═════ Selected passage ═════

# Adding Sentiment Scores to Reddit Data Collection

## Part 0: Setup

#### Setup basic utilities

In [122]:
# Import Packages
import pyarrow
from IPython.display import display
import matplotlib.pyplot as plt
import seaborn as sns
import pandas as pd

# Check if running in Google Colab
def is_colab():
    from IPython import get_ipython
    return get_ipython().__class__.__module__ == "google.colab._shell"

#### Setup NLTK (Natural Language Tool Kit) utilities

In [123]:
import os, re

# Set the NLTK data directory
NLTK_DOWNLOAD_DIR = './NLTK_DATA'
os.environ["NLTK_DATA"]=NLTK_DOWNLOAD_DIR

# Then, import NLTK and download the necessary data.
import nltk

# Do not download this data without understanding the implications.
nltk.download(['punkt',
               'punkt_tab',
               'stopwords',
               'vader_lexicon',
               'names',
               'averaged_perceptron_tagger',
               'wordnet'], download_dir=NLTK_DOWNLOAD_DIR)

from nltk.sentiment import SentimentIntensityAnalyzer
from nltk.tokenize import word_tokenize
from nltk.corpus import stopwords

[nltk_data] Downloading package punkt to ./NLTK_DATA...
[nltk_data]   Package punkt is already up-to-date!

═════ Records ═════

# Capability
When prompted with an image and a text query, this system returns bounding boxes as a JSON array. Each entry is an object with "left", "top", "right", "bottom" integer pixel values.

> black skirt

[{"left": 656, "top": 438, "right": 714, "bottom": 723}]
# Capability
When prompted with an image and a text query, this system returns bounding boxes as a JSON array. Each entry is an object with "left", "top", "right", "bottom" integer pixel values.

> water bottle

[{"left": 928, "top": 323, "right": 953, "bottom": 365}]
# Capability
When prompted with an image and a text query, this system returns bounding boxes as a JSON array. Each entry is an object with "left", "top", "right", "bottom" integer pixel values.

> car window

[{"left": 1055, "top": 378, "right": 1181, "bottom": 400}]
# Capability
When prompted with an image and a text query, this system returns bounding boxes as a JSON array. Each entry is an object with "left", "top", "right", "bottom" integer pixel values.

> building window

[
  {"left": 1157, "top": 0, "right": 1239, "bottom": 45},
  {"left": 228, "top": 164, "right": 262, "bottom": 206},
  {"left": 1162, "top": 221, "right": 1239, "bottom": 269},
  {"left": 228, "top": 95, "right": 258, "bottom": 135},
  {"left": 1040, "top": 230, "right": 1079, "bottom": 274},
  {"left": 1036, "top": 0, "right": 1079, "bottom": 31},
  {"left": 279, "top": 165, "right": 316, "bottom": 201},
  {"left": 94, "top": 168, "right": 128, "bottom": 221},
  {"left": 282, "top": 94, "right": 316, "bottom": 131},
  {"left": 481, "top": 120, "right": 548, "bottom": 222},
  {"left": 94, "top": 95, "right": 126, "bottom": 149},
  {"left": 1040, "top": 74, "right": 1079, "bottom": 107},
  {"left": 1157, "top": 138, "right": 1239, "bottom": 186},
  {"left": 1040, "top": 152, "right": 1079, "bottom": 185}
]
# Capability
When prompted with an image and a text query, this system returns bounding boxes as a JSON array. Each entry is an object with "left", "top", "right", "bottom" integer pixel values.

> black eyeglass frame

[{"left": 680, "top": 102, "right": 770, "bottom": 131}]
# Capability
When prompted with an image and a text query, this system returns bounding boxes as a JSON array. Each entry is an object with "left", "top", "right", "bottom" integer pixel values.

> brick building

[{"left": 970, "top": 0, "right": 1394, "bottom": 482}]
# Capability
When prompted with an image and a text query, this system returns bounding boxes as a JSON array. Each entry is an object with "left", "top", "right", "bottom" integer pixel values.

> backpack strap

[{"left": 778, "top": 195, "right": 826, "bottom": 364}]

═════

Exercises to complete:
• a. Transcribe everything in the Reddit sentiment notebook from "from nltk.sentiment import" down to "is already up-to-date!".
• b. Do these statements agree with the Reddit sentiment notebook? Answer yes or no for each, and quote the words that decide it.
(i) The NLTK data directory is set to './NLTK_DATA'.
(ii) The output shows the punkt package being downloaded for the first time.
(iii) The is_colab function compares the shell's module name with "google.colab._shell".

Per-task outputs:
• a.
from nltk.sentiment import SentimentIntensityAnalyzer
from nltk.tokenize import word_tokenize
from nltk.corpus import stopwords

[nltk_data] Downloading package punkt to ./NLTK_DATA...
[nltk_data]   Package punkt is already up-to-date!

• b.
(i) Yes: "NLTK_DOWNLOAD_DIR = './NLTK_DATA'"
(ii) No: "Package punkt is already up-to-date!"
(iii) Yes: "return get_ipython().__class__.__module__ == "google.colab._shell""